Pull out every line of the data below that contains the word "stem".

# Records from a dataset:
○ ○ ○

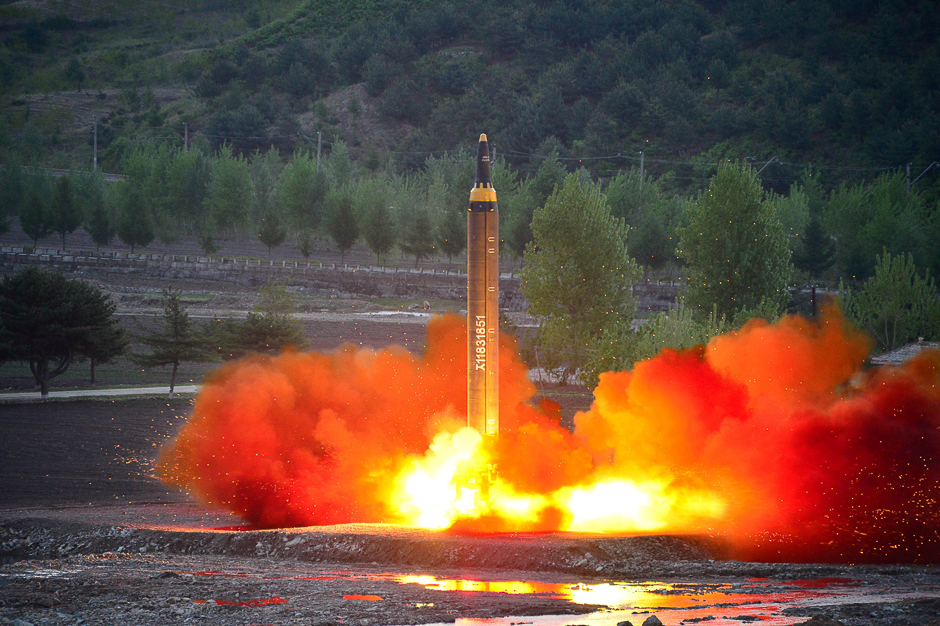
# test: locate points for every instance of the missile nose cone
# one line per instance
(483, 163)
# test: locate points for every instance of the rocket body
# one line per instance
(483, 300)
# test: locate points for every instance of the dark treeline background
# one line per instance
(835, 104)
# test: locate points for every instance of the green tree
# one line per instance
(371, 202)
(265, 171)
(134, 224)
(895, 305)
(650, 213)
(187, 179)
(50, 321)
(344, 227)
(620, 347)
(579, 275)
(271, 232)
(418, 236)
(12, 192)
(75, 73)
(452, 233)
(816, 251)
(66, 215)
(34, 219)
(178, 341)
(302, 190)
(736, 251)
(100, 219)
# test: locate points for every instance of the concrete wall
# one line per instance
(346, 280)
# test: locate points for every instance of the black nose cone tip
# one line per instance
(483, 162)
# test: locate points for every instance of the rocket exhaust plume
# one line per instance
(773, 437)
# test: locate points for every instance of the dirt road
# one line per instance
(88, 536)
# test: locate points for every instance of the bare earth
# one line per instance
(89, 536)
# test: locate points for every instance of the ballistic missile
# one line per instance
(483, 300)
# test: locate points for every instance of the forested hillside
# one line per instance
(215, 112)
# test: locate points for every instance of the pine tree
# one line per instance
(579, 275)
(418, 239)
(452, 233)
(344, 228)
(735, 248)
(50, 321)
(66, 212)
(271, 232)
(178, 341)
(816, 252)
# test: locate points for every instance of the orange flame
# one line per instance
(773, 436)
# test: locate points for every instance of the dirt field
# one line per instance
(89, 536)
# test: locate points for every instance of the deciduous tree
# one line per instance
(50, 321)
(579, 275)
(895, 305)
(178, 341)
(736, 251)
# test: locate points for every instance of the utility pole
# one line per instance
(319, 148)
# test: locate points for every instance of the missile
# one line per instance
(483, 300)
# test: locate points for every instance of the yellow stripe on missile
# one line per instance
(483, 194)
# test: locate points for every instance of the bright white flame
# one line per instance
(430, 490)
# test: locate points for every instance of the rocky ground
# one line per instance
(88, 536)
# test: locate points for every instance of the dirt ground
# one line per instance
(89, 536)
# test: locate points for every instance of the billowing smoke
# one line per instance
(774, 437)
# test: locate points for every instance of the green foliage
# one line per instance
(134, 222)
(379, 229)
(650, 212)
(271, 232)
(619, 347)
(343, 225)
(229, 192)
(417, 235)
(176, 342)
(35, 219)
(50, 321)
(816, 251)
(66, 215)
(302, 192)
(452, 233)
(895, 305)
(579, 276)
(736, 251)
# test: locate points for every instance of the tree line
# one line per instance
(51, 322)
(742, 249)
(833, 231)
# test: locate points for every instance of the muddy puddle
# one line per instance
(754, 600)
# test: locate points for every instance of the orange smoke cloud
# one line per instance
(772, 436)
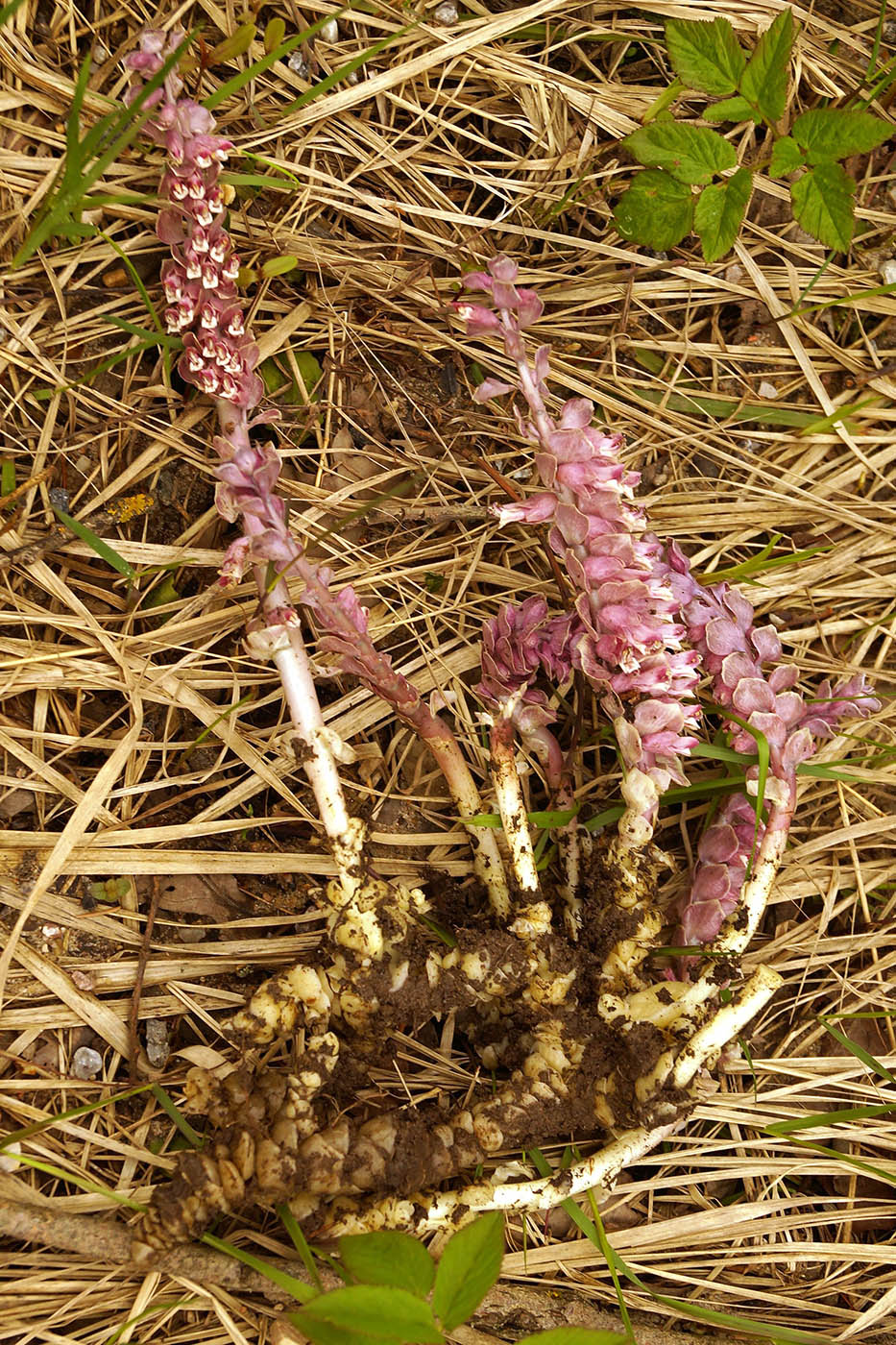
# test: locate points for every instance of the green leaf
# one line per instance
(822, 202)
(234, 46)
(764, 80)
(720, 211)
(285, 1284)
(835, 134)
(829, 1118)
(786, 158)
(389, 1258)
(342, 71)
(470, 1266)
(363, 1314)
(9, 10)
(655, 211)
(690, 154)
(573, 1335)
(278, 265)
(731, 110)
(707, 56)
(96, 544)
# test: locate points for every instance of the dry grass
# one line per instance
(458, 143)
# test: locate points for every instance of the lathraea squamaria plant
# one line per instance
(553, 988)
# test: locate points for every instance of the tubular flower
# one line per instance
(627, 635)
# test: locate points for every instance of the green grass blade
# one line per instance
(150, 1311)
(94, 1187)
(84, 1110)
(742, 1325)
(71, 178)
(258, 67)
(177, 1115)
(97, 545)
(294, 1287)
(829, 1118)
(343, 71)
(859, 1052)
(9, 10)
(301, 1243)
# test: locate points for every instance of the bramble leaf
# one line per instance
(822, 202)
(470, 1266)
(707, 56)
(786, 158)
(731, 110)
(720, 211)
(368, 1314)
(764, 80)
(389, 1258)
(828, 134)
(689, 154)
(655, 211)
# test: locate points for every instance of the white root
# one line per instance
(510, 804)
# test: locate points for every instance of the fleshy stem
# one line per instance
(220, 359)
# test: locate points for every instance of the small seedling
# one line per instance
(662, 206)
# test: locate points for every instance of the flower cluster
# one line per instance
(627, 631)
(200, 279)
(735, 651)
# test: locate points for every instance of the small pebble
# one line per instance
(157, 1045)
(86, 1063)
(446, 13)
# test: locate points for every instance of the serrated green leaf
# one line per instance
(470, 1266)
(786, 158)
(835, 134)
(720, 211)
(275, 33)
(655, 211)
(822, 202)
(368, 1314)
(389, 1258)
(573, 1335)
(690, 154)
(278, 265)
(707, 56)
(764, 80)
(731, 110)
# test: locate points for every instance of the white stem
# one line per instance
(512, 806)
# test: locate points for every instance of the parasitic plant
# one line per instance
(552, 985)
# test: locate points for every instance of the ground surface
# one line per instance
(140, 742)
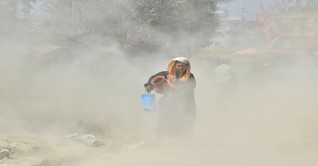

○ ○ ○

# Output:
# test: locate points for every instance of the fleshy stem
# test: locate points for every instance of the white stem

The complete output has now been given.